**Problems and tasks**
[1] Answer these questions from the Brexit article:
(a) How many months had passed since Britain voted to leave the European Union?
(b) On what date did Prime Minister Theresa May plan to invoke Article 50 of the Lisbon Treaty?
(c) Once Article 50 is invoked, how long do the two sides have to come to terms on a trade deal?
[2] Print the stretch of the Brexit article from "Britain is the" through "its biggest stars.", reproducing it word for word.

**Given text**
Brexit: It’s Now Reality

It’s been nine months since Britain stunned the world by voting to leave the European Union.

After decades of accepting the European Union’s burdensome regulations – one after another – the British people finally said enough is enough.

Now, the EU’s days of stifling the economic growth of Britain – and other countries that joined the union but not the currency – are finally coming to an end.

Last week, Britain moved one step closer to taking back its sovereignty, and escaping the burdensome regulations of the EU, when it was announced that Prime Minister Theresa May plans to invoke Article 50 of the Lisbon Treaty on Wednesday, March 29.

Article 50 is the mechanism for quitting the European Union, thus launching a chess match: Pitting the U.K.’s desire for a trade deal – while regaining power over immigration and lawmaking – against the EU’s view that Britain must not benefit from Brexit.

Britain is the world’s sixth-largest economy, and it’s been more than 40 years since the U.K. joined the European Union. So this separation won’t be a piece of cake.

The constellation of the European Union is about to lose one of its biggest stars.

In fact, the U.K. will have to pay a bill of about $62 billion when it leaves the European Union, warned Jean-Claude Juncker, the president of the European Commission, the EU’s executive branch. While Britain prepares to start Brexit negotiations, the EU has already been tallying the U.K.’s share of liabilities such as pensions for EU officials, infrastructure projects, and the bailout of Ireland.

I don’t know about you, but $62 billion is a heck of a divorce settlement!

Once Article 50 is invoked, the two sides have two years to come to terms on a trade deal.

And a lot can happen in two years.

In fact, if the negotiations collapse, May says she’ll walk away without a new commercial framework in place rather than accept a bad deal. All this makes the likelihood of a disruptive breakup “troublingly high.”

Brexit is just the beginning

The EU is already on borrowed time, same goes for the euro.

And the U.K.’s exit is just the beginning. There are still plenty more disruptions looming …

==> The elections in France – along with right-winged political rhetoric gaining strength in other countries across the eurozone – has the EU on life support.

Records drawn from a dataset
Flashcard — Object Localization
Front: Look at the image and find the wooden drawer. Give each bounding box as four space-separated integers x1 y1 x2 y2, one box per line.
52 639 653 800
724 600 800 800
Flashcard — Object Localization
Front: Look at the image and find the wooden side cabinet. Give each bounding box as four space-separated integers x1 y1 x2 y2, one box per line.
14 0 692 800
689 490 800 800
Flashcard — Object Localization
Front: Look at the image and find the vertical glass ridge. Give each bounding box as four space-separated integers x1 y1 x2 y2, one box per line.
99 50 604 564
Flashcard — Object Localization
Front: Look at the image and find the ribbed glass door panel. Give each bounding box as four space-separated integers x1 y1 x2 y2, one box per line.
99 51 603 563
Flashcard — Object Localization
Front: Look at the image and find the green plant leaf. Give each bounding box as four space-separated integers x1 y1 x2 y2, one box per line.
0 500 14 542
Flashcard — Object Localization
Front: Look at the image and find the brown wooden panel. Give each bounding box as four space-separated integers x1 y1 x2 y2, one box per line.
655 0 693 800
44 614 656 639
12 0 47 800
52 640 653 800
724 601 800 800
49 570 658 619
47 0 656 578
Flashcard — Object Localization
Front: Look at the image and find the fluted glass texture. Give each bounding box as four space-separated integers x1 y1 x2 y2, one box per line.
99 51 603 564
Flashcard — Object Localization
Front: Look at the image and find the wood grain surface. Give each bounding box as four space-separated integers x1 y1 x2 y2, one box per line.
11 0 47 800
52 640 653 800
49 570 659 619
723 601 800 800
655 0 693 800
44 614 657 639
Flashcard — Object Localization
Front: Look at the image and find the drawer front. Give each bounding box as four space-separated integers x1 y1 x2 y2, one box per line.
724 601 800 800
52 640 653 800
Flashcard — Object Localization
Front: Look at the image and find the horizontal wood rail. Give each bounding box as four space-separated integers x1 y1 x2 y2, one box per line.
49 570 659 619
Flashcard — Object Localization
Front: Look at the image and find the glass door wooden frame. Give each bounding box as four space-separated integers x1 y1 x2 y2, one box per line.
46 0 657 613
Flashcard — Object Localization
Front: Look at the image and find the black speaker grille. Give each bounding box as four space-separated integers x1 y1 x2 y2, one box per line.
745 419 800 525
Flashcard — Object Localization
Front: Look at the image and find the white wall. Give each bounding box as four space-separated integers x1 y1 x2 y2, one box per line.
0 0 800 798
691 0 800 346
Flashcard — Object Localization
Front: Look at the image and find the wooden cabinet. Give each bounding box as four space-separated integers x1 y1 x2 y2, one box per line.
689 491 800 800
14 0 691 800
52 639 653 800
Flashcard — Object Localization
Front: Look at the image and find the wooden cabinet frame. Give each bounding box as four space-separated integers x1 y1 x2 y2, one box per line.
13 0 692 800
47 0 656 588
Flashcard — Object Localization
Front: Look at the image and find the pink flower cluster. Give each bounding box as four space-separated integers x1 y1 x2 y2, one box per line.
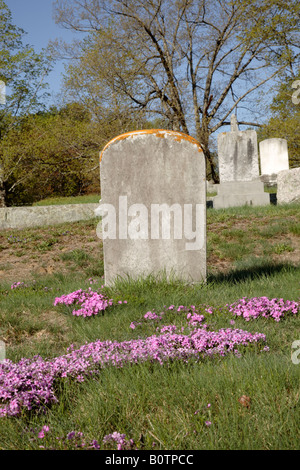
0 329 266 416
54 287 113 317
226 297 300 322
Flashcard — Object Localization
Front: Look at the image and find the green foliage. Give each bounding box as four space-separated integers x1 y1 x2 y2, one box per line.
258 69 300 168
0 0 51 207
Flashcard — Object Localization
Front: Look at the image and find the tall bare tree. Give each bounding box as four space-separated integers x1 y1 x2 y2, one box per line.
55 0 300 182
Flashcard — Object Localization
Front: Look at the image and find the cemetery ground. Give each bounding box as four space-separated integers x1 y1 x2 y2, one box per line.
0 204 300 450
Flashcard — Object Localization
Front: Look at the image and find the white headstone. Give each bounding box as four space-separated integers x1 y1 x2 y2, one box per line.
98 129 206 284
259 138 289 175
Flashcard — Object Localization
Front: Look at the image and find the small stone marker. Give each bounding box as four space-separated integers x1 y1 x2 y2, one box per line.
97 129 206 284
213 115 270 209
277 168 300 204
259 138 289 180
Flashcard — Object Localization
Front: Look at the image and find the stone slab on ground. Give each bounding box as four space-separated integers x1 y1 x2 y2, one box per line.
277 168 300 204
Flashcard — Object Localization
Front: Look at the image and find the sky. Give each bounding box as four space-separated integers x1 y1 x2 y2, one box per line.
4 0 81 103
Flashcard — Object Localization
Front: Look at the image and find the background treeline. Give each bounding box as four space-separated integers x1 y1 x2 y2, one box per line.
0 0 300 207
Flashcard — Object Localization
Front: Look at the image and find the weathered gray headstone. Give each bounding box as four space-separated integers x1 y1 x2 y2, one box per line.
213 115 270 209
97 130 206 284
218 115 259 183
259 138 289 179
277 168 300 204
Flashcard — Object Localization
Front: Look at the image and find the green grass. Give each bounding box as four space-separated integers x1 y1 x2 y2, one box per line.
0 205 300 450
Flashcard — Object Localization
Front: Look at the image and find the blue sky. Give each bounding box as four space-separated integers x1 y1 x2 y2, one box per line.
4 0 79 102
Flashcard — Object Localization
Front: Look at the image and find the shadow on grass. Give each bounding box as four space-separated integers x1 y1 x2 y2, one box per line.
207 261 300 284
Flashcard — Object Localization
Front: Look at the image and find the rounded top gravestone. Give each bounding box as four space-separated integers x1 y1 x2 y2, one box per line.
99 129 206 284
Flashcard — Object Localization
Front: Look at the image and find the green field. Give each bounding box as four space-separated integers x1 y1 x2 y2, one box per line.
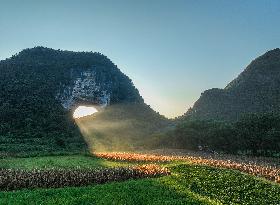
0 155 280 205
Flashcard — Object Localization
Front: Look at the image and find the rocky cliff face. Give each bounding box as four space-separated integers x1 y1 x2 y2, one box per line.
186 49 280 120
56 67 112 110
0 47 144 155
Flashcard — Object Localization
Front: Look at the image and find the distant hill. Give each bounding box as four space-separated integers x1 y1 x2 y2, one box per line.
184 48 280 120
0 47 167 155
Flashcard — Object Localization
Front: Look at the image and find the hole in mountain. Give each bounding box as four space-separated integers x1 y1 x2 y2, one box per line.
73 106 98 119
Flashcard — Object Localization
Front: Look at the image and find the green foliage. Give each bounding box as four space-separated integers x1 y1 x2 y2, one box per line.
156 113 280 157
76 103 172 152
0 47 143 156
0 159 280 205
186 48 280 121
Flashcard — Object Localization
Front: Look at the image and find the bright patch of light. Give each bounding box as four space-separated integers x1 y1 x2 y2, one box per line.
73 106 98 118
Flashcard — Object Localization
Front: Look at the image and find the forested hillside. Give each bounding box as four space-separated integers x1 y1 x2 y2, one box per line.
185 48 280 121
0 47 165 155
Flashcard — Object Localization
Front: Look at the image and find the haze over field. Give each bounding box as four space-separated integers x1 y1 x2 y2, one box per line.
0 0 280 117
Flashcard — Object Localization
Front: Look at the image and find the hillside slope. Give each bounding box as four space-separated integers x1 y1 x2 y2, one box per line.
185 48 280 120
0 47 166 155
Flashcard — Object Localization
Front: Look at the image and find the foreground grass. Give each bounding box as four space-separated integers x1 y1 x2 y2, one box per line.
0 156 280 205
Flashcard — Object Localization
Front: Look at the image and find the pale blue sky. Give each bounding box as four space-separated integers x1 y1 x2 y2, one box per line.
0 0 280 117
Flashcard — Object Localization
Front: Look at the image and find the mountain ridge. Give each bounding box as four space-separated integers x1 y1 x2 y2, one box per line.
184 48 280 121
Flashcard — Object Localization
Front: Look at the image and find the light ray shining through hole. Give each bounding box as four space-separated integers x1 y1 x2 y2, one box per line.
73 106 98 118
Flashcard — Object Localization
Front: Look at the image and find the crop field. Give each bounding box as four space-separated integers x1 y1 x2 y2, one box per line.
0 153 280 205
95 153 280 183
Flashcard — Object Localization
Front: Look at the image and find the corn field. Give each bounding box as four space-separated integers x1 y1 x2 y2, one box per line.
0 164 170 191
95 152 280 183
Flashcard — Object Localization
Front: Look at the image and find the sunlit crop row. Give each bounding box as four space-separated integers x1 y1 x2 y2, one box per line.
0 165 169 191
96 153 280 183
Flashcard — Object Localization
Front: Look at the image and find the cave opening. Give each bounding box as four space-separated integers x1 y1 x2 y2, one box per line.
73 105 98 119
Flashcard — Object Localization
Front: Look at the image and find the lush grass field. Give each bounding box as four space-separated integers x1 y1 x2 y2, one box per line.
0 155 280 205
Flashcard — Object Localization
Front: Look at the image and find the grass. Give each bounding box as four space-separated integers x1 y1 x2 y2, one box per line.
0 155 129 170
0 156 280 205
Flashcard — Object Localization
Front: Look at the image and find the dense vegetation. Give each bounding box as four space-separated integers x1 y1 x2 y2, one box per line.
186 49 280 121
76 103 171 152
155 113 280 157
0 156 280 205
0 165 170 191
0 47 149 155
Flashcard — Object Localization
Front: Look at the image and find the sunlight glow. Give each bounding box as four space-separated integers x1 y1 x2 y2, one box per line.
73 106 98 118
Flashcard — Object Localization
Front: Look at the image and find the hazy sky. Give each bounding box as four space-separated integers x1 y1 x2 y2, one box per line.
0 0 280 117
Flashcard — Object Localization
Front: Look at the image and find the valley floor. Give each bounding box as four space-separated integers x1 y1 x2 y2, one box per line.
* * *
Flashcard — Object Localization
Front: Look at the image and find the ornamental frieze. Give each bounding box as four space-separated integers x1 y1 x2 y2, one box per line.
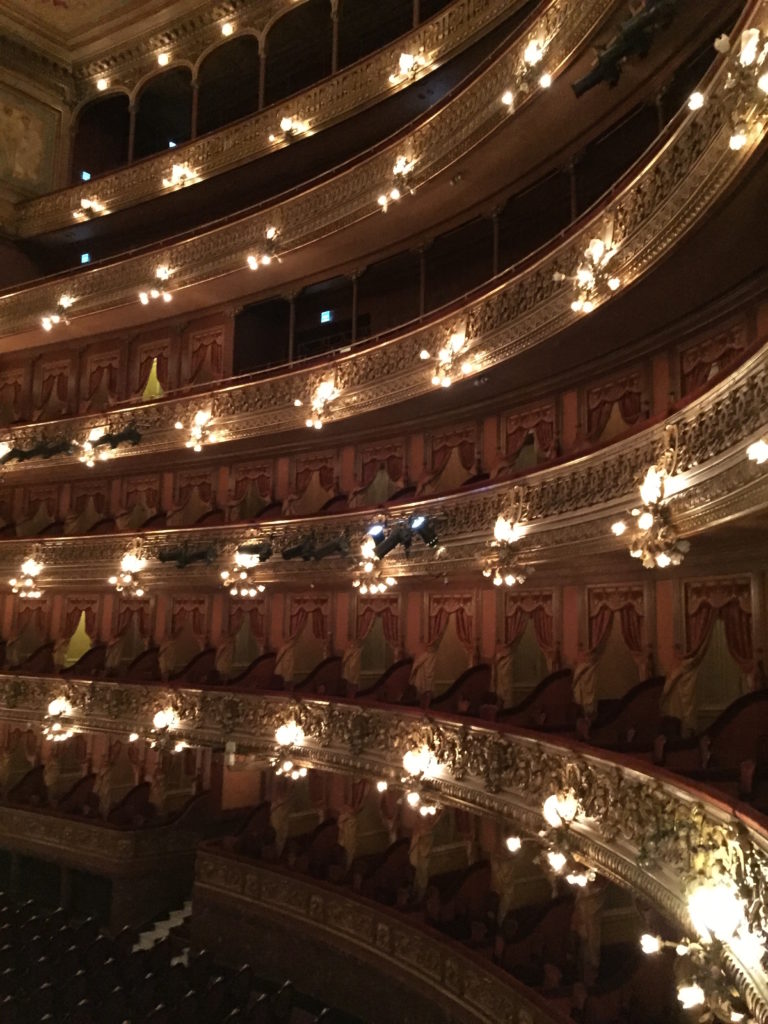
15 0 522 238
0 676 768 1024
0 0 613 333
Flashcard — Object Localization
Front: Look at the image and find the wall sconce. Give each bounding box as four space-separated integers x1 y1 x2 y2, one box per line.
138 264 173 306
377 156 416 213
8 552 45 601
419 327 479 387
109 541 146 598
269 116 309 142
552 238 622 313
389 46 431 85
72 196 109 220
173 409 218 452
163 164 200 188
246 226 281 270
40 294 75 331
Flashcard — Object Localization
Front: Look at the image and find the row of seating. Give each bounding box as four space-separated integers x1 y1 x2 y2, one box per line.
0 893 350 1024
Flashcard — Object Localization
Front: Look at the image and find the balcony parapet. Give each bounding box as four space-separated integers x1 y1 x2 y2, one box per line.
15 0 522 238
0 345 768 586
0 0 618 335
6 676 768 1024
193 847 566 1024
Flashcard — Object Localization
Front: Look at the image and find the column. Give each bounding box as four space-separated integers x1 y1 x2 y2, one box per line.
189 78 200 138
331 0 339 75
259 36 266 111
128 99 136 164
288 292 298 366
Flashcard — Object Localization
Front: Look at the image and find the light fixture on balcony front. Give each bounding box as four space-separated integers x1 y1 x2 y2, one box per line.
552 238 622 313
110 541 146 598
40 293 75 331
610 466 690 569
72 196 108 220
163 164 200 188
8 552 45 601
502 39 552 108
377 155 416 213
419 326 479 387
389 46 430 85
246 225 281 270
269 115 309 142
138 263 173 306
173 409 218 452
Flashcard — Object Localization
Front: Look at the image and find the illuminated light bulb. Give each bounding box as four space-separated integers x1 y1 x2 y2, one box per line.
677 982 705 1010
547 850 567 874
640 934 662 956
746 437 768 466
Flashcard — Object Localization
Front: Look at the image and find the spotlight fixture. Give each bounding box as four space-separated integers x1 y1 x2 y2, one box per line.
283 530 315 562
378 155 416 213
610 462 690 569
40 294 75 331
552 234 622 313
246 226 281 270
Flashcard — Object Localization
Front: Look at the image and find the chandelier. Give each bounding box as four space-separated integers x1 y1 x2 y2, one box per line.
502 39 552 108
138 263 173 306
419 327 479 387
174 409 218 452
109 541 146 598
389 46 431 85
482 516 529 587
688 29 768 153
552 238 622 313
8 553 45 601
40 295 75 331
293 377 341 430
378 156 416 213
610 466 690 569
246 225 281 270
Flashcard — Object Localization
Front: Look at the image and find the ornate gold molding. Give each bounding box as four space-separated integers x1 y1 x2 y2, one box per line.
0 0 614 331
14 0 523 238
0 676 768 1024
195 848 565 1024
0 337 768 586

**Answers for each item**
[1]
(a) Nine months.
(b) Wednesday, March 29.
(c) Two years.

[2]
Britain is the world’s sixth-largest economy, and it’s been more than 40 years since the U.K. joined the European Union. So this separation won’t be a piece of cake.

The constellation of the European Union is about to lose one of its biggest stars.